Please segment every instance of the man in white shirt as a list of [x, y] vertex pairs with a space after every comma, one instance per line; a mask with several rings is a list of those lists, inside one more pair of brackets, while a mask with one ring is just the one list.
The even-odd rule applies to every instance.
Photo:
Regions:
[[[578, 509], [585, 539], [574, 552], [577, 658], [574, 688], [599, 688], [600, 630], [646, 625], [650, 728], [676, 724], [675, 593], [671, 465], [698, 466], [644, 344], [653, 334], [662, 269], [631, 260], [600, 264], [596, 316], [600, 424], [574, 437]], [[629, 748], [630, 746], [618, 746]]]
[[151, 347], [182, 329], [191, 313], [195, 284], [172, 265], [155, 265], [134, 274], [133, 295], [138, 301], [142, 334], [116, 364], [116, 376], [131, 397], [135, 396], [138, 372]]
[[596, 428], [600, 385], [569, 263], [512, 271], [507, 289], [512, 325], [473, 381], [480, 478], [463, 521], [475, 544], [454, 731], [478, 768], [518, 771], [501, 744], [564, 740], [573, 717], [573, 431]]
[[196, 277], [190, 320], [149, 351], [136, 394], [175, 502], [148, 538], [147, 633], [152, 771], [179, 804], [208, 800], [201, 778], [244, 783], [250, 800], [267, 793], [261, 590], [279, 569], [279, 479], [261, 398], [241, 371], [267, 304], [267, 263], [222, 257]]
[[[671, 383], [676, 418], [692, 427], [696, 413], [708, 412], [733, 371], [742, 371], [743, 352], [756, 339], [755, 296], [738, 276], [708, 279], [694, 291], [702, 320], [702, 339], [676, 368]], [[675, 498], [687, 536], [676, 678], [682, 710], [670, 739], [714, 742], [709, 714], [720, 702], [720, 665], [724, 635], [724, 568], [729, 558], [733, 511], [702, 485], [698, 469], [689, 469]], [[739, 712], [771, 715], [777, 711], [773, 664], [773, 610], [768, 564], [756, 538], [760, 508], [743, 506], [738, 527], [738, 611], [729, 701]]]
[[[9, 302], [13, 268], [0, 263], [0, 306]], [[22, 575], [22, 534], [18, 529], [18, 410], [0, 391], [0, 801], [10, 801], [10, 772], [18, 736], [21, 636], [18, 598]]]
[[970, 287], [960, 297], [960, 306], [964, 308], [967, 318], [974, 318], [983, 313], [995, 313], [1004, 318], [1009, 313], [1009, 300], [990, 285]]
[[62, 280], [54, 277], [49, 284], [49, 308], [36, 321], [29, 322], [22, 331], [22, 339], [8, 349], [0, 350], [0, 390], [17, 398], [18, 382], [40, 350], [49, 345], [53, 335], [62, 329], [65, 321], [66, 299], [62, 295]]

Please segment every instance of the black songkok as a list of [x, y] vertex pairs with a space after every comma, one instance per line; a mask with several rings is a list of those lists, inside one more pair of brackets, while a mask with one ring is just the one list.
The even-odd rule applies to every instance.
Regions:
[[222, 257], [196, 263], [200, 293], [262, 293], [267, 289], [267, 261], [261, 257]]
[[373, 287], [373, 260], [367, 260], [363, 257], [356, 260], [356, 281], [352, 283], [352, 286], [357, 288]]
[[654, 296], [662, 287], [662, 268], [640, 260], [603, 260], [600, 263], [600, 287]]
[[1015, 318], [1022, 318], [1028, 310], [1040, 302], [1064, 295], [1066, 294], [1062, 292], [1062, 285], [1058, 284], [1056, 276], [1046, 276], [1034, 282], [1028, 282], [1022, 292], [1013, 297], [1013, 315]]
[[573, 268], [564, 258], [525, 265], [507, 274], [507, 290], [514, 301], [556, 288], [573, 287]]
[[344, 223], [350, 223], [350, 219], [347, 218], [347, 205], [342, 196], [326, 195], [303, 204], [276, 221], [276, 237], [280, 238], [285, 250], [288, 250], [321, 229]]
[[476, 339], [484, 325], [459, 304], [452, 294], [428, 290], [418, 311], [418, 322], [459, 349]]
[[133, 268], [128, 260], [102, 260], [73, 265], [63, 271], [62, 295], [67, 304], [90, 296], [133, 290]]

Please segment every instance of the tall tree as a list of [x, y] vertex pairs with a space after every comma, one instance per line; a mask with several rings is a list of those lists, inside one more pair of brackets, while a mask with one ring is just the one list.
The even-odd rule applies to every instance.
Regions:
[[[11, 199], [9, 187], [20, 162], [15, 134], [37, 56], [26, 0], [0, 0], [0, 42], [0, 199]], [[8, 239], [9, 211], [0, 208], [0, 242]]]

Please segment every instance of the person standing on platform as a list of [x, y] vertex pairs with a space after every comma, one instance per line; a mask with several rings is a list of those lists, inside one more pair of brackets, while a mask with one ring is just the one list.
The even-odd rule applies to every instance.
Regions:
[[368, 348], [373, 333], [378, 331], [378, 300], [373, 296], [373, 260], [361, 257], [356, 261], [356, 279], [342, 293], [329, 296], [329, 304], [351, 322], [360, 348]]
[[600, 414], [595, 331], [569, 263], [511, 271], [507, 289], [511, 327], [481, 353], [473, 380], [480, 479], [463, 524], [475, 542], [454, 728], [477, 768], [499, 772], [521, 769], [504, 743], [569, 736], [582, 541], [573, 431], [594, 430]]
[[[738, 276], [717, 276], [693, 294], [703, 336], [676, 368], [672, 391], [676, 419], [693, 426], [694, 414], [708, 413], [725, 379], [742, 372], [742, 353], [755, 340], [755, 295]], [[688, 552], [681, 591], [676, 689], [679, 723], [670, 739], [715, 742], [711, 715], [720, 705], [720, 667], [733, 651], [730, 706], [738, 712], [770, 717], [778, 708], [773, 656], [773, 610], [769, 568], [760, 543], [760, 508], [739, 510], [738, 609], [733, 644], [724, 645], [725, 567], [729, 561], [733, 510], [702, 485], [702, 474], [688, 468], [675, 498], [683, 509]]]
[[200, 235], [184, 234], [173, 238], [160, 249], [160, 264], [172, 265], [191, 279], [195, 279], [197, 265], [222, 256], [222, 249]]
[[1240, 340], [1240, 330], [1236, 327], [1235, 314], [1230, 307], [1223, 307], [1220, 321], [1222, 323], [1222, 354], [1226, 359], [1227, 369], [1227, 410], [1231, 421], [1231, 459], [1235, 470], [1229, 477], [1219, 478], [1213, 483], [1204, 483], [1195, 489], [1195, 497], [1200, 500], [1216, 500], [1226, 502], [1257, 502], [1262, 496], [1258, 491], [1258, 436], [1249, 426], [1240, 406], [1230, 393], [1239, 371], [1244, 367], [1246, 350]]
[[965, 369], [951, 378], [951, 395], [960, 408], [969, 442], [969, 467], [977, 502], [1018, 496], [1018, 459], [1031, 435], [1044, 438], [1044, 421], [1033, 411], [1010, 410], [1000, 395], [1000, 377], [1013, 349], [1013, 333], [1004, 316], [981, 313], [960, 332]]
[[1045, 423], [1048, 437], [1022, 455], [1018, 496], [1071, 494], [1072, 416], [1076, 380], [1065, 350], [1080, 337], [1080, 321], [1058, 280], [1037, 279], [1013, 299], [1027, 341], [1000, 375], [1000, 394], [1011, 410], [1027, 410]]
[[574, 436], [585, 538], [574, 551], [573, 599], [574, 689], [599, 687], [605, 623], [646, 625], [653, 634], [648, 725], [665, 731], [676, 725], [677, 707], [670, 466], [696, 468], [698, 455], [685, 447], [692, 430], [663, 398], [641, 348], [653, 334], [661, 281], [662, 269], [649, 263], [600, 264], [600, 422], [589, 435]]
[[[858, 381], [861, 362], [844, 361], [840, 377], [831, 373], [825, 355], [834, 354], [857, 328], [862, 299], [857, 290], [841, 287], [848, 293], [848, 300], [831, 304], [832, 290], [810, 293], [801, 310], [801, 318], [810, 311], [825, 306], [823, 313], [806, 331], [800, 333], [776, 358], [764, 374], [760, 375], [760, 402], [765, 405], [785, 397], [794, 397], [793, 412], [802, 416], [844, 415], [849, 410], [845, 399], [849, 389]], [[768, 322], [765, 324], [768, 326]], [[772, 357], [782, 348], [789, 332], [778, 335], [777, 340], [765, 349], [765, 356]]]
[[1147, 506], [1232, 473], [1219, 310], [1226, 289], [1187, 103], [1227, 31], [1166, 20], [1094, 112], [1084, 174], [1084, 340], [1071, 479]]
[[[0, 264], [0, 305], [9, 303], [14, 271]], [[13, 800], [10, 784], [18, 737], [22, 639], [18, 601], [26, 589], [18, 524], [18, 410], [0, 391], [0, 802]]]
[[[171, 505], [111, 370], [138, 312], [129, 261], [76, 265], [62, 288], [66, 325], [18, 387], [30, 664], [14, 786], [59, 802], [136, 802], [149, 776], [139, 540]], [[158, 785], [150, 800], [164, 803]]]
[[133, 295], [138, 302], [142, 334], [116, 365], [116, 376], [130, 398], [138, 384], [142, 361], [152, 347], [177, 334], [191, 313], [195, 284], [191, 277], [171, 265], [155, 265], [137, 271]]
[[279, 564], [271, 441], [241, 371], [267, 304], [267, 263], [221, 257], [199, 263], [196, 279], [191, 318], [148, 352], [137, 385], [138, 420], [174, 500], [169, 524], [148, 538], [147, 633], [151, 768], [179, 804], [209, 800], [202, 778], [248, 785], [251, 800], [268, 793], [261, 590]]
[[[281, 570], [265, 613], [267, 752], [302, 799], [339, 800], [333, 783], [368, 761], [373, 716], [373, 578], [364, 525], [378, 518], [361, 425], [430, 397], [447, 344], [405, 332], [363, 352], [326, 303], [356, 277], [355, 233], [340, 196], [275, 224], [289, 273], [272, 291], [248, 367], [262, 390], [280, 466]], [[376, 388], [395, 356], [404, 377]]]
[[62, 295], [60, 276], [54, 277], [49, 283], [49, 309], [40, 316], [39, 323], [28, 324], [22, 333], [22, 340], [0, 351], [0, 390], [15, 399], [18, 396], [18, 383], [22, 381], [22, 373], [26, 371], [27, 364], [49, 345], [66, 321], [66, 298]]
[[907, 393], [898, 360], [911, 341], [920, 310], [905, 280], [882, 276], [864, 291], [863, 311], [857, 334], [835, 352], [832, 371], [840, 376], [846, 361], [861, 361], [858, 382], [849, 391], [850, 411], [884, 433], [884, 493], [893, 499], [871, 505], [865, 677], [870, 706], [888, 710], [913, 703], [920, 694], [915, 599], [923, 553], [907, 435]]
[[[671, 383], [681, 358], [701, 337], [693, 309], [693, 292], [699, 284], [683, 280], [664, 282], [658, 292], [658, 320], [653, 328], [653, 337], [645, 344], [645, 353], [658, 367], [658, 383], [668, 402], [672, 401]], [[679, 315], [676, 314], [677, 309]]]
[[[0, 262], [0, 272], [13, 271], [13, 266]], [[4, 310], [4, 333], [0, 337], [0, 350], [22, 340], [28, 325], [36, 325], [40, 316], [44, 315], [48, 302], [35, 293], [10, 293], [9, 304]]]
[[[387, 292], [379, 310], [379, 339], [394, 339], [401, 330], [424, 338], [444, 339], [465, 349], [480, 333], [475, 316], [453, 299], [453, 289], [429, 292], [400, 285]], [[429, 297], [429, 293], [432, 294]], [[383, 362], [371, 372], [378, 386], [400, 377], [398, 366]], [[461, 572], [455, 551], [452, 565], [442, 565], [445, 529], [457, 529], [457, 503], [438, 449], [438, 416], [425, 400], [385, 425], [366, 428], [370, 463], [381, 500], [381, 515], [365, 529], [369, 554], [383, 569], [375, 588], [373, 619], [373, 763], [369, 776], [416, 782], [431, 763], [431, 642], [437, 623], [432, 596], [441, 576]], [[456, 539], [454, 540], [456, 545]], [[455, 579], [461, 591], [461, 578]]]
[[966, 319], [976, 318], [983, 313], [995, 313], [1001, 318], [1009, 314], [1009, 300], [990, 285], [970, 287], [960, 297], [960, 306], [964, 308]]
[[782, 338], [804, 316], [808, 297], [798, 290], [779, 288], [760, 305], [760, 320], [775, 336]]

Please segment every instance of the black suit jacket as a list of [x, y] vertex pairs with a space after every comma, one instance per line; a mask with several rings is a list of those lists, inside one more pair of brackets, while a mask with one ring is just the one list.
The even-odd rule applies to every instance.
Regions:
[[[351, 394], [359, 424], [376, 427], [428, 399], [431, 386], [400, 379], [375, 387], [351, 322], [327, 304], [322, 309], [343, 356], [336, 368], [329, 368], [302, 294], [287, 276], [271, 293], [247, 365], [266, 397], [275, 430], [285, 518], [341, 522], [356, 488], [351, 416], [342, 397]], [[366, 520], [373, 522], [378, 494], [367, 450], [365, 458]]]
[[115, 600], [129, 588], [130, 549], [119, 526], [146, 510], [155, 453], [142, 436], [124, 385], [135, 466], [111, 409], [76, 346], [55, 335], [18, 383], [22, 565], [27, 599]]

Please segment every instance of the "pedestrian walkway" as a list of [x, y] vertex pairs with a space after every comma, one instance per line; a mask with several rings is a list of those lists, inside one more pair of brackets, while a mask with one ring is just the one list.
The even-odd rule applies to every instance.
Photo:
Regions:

----

PROBLEM TO SOLVE:
Where does the string "lists" occur in the data above? Copy every line that holds it.

TASK OUTPUT:
Please segment every instance of the man in white shirt as a list of [x, y] vertex pairs with a space after every comma, one instance per line; a mask with several rings is a list of those lists, inside one more pair of brackets, while a mask with one ring is just the one list.
Please segment every instance of the black songkok as a list of [x, y] vertex pairs with a space after every comma, one instance per line; a mask with several rings is a list of those lists, inside one more pair of brackets, while a mask with one ring is just the one list.
Please segment every instance of the tall tree as a list of [x, y] vertex pairs with a space after every comma, one instance per line; a mask with several rings is a list of those lists, inside one more pair of brackets, while a mask with one ring is just the one list.
Please segment every instance of the person standing on platform as a list of [x, y] vertex pairs with a space after every comma, one instance per line; a mask with several rings is a list of those lists, inside one more pair of brackets, while a mask with one ring is just the one list.
Please segment every instance of the black suit jacket as a list of [x, y] vertex pairs with a space after every comma, one instance per line; a mask with several rings is a list of those lists, inside one more pair of brackets, while a mask with one ring is just the one list.
Please segment every instance of the "pedestrian walkway" as a list of [x, y] vertex pairs with a space after every comma, one instance per line; a mask with several rings is a list of those lists, inside one more pair of brackets, while a mask with one ring is just the one list.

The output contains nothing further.